— start of Input rows —

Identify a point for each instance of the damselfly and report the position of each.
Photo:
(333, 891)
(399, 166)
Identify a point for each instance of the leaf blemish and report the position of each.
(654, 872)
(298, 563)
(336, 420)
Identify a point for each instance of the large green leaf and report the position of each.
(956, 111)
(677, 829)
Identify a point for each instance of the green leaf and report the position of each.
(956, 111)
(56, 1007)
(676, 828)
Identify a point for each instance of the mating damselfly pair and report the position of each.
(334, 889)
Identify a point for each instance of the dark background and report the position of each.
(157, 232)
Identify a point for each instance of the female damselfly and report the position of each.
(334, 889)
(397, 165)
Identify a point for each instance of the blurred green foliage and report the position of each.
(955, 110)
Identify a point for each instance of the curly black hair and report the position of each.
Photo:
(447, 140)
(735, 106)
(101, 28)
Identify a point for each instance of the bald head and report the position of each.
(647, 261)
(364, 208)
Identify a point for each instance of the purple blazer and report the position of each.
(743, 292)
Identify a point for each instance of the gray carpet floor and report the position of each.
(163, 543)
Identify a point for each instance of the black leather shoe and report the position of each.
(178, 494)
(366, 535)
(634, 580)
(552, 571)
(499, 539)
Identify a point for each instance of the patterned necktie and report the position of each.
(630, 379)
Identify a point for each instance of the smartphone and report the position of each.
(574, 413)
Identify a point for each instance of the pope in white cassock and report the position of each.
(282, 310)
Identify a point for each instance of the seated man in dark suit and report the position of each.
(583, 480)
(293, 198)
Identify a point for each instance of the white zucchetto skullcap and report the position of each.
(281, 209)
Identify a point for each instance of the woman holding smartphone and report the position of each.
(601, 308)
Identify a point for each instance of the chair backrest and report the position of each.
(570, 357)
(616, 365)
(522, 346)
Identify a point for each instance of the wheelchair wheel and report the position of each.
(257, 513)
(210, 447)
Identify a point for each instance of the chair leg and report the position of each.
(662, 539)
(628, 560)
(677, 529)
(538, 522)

— end of Input rows —

Stated problem:
Please rewrite each line from the one with "Identify a point for each instance of the chair leg" up to and including the final line of the records. Multiply every coordinate by 2.25 and round it to the nearest whole number, rounding halves up.

Output of the task:
Identify a point for each instance of the chair leg and report the position of each.
(1490, 1213)
(1413, 1260)
(1523, 1190)
(1211, 1175)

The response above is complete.